The opinion of the court was delivered by: Hon. Jay C. Gandhi United States Magistrate Judge



On May 3, 2010, plaintiff Jacqueline L. Costa ("Plaintiff") filed a complaint against defendant Michael J. Astrue ("Defendant"), the Commissioner of the Social Security Administration, seeking review of a denial of disability insurance benefits ("DIB"). [Docket No. 1.]

On November 30, 2010, Defendant filed his answer, along with a certified copy of the administrative record. [Docket Nos. 12, 13, 14, 15.]

In sum, having carefully studied, inter alia, the parties' joint stipulation and the administrative record, the Court concludes that, as detailed below, there is substantial evidence in the record, taken as a whole, to support the decision of the Administrative Law Judge ("ALJ"). Thus, the Court affirms the Commissioner's decision denying benefits.


Plaintiff, who was 47 years old on the date of her most recent administrative hearing, has completed high school, certification as a workers' compensation specialist, and medical assistant and phlebotomy training. (See Administrative Record ("AR") at 77, 599, 608, 617.)

On July 9, 2003 and September 23, 2004, Plaintiff filed for DIB, alleging that she has been disabled since October 20, 2000 due to bilateral carpal tunnel syndrome, irritable bowel syndrome, fibromyalgia, epicondylitis, tendonitis, glucose intolerance, pain, depression, and insomnia. (See AR at 42, 43, 44, 45, 46, 58, 65, 74, 77, 81-82.)

On October 10, 2007, Plaintiff, represented by counsel, appeared and testified at a hearing before an ALJ. (See AR at 608-28.) The ALJ also heard testimony from Sandra Fioretti, a vocational expert ("VE"). (Id.)

On October 26, 2007, the ALJ denied Plaintiff's request for benefits. (AR at 12-22.) Applying the well-known five-step sequential evaluation process, the ALJ found, at step one, that Plaintiff has not engaged in substantial gainful activity since her alleged onset date. (Id. at 14.)

At step two, the ALJ found that Plaintiff suffers from severe impairments consisting of "status post bilateral carpal tunnel releases, cervical disc syndrome with radiculopathy, mood disorder [not otherwise specified], mixed personality traits, primarily histrionic features." (AR at 14 (emphasis omitted).)

##############################

• [Things to do]
A) List every calendar date that appears in the court opinion.
B) According to the court opinion, who testified as the vocational expert at the October 10, 2007 hearing?
C) Rewrite the court opinion's paragraph beginning "On October 26, 2007, the ALJ denied" more briefly, keeping its main facts.

• [Records provided]

##############################

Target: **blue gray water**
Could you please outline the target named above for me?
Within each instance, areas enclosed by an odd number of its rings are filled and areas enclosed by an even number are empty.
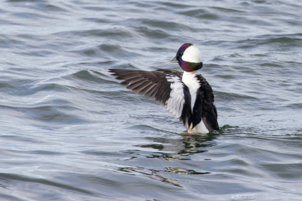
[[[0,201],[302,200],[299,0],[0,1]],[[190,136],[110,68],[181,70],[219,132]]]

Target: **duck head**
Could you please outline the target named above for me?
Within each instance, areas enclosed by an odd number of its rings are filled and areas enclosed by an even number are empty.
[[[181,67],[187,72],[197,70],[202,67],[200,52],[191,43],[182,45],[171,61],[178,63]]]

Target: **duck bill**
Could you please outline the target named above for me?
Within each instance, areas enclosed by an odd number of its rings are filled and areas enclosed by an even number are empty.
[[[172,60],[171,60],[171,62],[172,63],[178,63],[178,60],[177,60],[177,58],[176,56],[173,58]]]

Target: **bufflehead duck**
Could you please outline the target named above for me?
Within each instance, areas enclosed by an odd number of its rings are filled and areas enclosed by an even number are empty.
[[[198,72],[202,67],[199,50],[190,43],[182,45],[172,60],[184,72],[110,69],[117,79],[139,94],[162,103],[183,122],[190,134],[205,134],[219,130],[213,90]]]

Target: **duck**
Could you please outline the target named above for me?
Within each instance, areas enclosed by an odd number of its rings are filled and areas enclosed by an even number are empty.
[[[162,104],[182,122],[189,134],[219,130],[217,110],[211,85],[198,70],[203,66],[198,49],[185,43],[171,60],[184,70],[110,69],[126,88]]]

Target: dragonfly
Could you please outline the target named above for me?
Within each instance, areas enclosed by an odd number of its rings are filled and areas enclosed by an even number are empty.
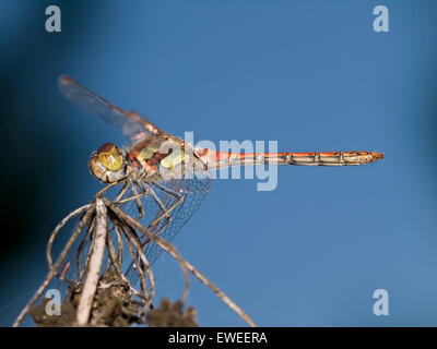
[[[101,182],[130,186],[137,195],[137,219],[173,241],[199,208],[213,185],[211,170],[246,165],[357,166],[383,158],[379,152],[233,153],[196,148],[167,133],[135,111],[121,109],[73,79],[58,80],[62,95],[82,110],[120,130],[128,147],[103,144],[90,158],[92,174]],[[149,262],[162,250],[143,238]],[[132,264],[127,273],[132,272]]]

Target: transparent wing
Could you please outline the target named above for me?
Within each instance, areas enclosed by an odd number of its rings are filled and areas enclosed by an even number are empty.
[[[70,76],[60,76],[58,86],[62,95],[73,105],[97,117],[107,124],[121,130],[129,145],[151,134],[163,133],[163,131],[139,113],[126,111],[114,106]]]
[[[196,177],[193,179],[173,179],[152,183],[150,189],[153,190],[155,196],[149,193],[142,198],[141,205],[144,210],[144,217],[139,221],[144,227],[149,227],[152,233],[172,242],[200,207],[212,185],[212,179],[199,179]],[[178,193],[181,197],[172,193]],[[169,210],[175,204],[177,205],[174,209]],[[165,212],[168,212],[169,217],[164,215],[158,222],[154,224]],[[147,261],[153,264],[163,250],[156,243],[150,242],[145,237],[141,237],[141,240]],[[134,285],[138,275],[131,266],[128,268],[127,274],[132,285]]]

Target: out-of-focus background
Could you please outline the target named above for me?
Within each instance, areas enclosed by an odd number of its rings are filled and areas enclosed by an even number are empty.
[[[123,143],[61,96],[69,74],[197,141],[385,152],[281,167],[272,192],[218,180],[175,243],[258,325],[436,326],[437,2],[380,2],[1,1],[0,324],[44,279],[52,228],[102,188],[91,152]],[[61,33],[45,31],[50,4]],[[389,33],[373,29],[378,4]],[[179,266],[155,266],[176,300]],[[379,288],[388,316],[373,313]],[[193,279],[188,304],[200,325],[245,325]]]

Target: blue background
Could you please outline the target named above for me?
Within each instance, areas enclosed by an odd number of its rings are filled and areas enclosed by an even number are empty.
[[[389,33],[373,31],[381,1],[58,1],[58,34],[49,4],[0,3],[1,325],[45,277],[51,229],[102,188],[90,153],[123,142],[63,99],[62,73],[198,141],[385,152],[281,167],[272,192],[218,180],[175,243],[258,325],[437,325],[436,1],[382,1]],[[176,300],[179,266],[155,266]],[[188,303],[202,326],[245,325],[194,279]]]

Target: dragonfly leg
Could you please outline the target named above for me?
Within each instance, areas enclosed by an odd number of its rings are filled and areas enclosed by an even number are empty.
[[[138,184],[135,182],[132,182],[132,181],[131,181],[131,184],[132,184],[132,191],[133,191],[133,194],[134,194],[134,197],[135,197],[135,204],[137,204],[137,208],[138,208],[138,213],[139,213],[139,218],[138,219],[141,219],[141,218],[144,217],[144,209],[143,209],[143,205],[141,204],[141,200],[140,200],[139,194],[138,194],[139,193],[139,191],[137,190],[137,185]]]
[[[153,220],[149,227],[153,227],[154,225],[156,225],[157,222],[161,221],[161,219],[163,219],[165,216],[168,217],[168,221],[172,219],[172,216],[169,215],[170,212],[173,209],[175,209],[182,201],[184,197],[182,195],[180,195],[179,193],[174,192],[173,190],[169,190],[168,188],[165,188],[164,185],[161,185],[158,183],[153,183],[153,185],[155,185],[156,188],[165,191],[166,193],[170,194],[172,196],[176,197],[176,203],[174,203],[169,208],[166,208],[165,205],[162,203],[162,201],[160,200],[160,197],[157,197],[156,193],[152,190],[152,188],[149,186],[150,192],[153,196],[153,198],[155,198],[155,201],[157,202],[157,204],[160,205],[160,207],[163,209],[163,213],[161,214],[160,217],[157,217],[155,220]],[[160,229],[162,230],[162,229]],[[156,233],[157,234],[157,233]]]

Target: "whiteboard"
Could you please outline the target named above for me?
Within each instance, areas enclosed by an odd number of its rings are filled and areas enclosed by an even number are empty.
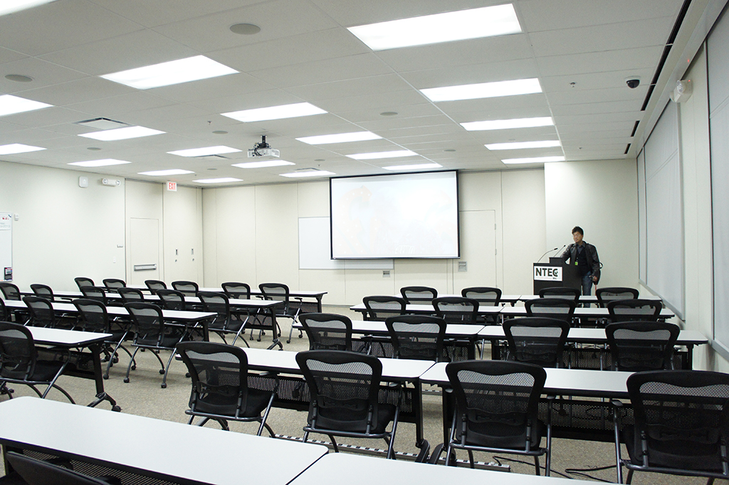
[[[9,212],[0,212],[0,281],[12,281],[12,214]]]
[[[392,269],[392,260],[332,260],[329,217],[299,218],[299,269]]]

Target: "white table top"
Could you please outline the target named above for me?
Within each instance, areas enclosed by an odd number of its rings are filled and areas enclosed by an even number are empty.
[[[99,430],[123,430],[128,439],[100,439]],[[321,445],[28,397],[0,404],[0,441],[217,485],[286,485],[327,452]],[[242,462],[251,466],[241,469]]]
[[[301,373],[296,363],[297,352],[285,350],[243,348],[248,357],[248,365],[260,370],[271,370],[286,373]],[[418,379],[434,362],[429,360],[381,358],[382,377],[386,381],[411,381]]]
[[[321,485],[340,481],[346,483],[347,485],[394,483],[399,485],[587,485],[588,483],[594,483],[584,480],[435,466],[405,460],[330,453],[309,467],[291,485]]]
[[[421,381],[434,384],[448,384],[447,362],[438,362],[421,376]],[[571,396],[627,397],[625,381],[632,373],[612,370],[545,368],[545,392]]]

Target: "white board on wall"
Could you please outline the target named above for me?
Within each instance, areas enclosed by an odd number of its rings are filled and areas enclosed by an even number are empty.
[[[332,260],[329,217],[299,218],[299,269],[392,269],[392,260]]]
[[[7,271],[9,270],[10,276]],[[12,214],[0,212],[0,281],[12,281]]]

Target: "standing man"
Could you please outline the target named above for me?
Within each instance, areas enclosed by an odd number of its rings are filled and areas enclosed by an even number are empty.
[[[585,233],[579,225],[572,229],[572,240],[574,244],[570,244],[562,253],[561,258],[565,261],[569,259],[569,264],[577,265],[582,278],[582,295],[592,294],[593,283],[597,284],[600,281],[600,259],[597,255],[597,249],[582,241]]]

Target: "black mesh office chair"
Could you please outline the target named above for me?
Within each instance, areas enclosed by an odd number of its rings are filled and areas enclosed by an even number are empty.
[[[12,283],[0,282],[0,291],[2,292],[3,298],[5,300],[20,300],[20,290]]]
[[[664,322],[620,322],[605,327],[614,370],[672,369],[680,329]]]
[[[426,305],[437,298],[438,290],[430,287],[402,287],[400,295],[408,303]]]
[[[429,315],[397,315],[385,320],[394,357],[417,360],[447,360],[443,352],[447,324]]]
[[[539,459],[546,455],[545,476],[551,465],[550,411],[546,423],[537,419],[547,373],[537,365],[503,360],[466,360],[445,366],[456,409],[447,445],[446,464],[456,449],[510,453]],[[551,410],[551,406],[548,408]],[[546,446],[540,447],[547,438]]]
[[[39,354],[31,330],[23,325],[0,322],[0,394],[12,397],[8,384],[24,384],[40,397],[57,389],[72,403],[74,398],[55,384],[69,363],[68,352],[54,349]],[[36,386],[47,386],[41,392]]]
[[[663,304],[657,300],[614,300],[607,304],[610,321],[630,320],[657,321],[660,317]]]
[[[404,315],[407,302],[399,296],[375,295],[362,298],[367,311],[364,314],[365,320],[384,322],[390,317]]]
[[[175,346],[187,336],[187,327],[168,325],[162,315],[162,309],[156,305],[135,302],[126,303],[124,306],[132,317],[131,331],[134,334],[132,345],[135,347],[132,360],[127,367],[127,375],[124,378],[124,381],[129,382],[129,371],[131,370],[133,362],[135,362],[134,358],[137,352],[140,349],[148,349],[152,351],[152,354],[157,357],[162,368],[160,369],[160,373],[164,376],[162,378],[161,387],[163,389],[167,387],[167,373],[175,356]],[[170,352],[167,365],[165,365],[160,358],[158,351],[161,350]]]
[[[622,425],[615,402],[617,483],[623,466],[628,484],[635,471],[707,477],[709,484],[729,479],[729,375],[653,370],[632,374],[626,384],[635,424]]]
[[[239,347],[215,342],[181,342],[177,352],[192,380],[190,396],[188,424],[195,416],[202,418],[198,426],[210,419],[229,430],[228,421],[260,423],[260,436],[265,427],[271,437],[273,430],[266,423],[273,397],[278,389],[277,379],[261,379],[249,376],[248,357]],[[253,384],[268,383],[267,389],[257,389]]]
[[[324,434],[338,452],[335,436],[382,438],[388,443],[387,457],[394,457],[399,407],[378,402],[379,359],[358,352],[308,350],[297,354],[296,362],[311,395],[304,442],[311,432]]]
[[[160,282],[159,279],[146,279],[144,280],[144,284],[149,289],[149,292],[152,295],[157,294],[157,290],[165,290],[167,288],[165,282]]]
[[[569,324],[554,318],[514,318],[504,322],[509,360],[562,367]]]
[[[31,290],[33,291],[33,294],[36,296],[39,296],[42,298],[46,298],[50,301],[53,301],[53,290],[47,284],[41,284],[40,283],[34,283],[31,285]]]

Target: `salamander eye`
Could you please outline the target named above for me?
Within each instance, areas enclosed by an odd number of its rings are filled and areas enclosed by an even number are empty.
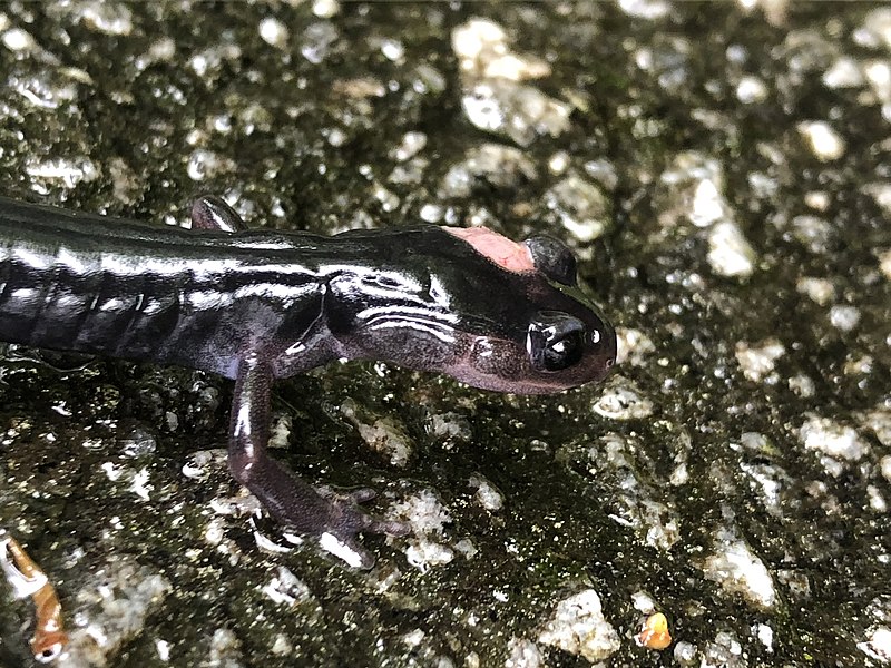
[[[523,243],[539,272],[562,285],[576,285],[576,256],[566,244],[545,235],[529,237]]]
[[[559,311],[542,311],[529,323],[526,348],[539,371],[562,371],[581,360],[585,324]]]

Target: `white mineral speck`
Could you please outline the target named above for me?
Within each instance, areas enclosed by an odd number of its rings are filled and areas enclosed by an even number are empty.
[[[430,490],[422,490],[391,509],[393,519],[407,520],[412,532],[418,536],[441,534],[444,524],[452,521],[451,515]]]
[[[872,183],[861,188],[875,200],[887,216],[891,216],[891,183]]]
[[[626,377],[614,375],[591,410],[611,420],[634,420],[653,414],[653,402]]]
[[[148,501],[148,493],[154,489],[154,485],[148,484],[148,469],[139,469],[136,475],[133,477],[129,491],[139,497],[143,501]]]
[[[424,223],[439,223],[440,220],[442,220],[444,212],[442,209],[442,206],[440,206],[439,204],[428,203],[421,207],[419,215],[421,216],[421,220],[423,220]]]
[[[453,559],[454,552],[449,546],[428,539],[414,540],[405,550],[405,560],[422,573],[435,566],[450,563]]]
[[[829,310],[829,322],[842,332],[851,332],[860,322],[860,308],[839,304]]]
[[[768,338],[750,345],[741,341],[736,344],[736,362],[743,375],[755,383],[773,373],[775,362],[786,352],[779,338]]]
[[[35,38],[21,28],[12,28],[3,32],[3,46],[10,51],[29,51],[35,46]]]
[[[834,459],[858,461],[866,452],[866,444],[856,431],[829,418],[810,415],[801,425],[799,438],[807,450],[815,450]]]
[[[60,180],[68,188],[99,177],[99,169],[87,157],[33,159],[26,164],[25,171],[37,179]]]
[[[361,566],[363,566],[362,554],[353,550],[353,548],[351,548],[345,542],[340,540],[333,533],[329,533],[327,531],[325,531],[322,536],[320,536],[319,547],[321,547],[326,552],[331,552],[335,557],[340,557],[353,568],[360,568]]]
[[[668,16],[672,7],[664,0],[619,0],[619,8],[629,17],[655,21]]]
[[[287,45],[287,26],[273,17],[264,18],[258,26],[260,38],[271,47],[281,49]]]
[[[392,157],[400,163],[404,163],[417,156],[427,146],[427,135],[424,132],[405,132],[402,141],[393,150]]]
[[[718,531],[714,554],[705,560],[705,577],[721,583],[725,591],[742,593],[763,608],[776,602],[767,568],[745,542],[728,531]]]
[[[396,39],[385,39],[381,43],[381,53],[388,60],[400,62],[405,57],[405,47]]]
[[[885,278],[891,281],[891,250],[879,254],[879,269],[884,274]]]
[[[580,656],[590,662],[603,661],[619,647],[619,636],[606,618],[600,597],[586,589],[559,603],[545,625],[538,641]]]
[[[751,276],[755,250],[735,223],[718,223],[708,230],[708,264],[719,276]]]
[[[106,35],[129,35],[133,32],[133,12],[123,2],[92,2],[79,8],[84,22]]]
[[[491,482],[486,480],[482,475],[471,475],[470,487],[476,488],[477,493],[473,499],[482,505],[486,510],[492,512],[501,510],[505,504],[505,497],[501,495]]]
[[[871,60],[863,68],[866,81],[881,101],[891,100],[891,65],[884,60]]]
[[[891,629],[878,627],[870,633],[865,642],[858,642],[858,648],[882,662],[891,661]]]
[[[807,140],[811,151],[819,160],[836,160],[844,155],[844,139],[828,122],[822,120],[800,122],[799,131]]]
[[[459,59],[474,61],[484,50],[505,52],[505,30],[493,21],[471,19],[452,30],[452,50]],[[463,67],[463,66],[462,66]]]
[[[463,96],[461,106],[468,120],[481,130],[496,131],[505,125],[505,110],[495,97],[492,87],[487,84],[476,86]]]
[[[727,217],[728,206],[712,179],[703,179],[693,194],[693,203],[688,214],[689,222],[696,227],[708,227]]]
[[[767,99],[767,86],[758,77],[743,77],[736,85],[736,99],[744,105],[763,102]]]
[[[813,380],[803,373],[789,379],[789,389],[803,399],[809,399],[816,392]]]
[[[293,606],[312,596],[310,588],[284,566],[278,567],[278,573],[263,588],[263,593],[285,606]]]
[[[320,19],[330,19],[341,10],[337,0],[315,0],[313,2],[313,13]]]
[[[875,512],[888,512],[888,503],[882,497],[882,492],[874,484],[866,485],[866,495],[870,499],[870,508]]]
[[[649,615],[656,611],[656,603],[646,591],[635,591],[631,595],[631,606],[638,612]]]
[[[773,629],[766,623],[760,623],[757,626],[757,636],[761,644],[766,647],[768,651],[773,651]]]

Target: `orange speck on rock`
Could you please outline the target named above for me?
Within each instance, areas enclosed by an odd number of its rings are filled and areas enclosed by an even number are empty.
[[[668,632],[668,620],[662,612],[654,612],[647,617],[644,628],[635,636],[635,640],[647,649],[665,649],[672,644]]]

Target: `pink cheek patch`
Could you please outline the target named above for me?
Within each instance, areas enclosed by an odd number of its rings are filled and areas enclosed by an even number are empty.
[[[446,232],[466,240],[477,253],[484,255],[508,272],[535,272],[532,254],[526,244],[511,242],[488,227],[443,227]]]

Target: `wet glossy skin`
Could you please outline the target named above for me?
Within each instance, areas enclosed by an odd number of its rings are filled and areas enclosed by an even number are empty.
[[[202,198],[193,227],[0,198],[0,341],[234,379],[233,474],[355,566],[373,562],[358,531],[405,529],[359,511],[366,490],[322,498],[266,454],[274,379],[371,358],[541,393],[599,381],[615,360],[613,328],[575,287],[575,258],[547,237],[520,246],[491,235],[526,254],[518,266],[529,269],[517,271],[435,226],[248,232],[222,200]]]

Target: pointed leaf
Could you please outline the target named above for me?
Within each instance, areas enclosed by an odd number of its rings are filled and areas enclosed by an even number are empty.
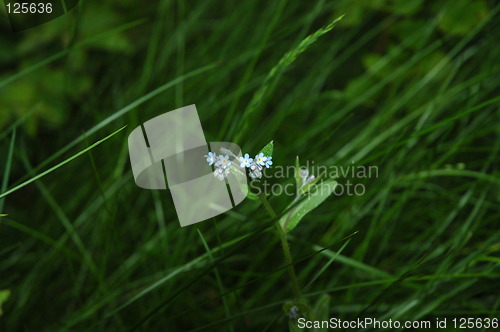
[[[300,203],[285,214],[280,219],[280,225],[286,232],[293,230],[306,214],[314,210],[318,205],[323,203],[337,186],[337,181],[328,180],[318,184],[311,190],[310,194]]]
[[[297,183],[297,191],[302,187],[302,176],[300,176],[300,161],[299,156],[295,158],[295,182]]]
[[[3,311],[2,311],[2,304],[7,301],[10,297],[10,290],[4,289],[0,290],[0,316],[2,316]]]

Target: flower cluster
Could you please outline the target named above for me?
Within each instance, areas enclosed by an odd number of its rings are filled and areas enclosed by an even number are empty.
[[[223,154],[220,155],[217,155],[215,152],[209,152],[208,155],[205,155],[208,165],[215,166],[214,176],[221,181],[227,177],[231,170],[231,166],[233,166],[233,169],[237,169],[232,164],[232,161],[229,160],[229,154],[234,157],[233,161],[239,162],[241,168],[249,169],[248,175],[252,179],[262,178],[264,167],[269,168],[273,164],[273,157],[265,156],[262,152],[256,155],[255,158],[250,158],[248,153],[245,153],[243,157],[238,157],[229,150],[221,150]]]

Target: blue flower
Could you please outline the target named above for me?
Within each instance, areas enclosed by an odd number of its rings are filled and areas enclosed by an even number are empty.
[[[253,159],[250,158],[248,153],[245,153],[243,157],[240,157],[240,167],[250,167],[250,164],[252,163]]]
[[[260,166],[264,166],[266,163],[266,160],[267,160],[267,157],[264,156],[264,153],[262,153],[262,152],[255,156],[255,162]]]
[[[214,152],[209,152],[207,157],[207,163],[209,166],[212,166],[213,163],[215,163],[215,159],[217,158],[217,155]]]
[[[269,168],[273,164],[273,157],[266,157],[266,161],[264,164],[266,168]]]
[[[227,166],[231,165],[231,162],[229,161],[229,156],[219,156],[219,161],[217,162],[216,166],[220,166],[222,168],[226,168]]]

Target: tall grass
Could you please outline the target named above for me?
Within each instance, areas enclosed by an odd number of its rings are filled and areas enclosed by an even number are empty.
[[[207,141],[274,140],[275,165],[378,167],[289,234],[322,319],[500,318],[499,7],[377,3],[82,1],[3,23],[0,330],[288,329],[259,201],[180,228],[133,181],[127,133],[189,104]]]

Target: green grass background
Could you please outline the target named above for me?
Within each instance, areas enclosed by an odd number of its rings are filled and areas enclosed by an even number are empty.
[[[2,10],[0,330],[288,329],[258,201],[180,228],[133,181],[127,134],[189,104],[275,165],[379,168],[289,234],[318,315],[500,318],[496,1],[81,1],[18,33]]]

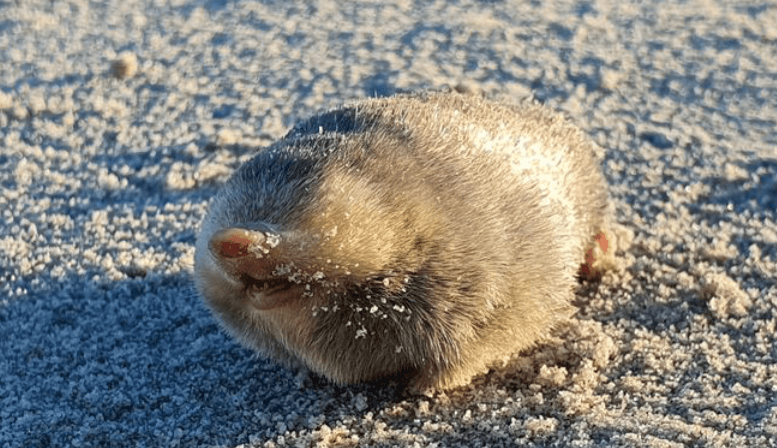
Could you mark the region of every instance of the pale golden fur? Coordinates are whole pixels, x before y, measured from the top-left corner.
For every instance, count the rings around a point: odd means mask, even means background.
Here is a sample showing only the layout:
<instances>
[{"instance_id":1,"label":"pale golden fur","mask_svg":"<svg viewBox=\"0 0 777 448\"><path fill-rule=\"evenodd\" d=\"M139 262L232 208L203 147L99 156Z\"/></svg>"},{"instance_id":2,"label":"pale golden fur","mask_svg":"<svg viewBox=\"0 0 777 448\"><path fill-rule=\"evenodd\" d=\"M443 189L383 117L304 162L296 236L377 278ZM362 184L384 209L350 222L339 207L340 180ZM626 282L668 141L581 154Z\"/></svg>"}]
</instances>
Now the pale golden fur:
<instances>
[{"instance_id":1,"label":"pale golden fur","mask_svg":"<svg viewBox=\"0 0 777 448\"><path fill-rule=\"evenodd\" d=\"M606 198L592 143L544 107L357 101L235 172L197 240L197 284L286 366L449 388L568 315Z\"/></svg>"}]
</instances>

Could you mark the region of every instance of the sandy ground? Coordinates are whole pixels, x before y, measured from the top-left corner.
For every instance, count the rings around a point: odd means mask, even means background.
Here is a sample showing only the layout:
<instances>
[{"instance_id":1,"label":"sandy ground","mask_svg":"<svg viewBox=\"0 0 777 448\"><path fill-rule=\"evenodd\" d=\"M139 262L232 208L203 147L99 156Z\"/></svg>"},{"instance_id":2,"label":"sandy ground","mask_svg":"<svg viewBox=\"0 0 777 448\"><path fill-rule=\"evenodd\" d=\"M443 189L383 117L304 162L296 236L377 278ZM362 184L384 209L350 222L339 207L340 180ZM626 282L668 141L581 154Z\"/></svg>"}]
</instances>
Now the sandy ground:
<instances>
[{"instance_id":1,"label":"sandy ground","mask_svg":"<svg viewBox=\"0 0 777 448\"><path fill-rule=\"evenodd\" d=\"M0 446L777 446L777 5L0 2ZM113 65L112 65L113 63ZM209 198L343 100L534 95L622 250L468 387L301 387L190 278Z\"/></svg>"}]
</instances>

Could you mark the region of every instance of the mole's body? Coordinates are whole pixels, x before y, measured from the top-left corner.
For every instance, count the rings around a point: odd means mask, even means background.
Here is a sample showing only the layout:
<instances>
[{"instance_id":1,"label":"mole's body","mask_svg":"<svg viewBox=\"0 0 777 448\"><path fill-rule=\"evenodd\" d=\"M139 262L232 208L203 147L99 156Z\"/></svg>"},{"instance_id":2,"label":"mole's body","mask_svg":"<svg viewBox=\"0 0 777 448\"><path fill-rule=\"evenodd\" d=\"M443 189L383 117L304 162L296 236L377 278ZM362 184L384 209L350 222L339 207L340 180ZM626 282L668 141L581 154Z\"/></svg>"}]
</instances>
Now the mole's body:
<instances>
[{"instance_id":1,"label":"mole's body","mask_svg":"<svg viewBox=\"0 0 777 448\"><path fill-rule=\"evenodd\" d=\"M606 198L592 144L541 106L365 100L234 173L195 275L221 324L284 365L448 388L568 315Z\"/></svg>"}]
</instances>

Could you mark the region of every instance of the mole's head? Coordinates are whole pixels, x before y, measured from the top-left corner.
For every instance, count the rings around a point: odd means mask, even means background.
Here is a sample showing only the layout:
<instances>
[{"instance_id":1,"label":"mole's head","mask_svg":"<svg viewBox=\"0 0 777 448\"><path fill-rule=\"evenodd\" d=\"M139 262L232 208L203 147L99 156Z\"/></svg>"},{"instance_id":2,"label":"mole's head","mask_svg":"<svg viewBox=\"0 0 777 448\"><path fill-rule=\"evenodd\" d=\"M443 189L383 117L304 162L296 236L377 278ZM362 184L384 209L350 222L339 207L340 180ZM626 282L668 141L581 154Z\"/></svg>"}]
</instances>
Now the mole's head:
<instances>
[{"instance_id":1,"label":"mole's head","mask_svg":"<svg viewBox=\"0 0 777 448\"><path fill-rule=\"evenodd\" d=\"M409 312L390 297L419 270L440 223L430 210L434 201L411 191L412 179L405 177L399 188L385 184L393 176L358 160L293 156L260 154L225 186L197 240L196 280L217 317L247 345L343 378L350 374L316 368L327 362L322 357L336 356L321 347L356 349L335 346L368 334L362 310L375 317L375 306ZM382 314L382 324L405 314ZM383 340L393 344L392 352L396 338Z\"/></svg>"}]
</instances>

##############################

• [Exercise solutions]
A)
May 3, 2010
November 30, 2010
July 9, 2003
September 23, 2004
October 20, 2000
October 10, 2007
October 26, 2007

B) Sandra Fioretti.

C) On October 26, 2007, the ALJ denied benefits. Using the five-step sequential evaluation process, the ALJ found at step one that Plaintiff had not engaged in substantial gainful activity since her alleged onset date.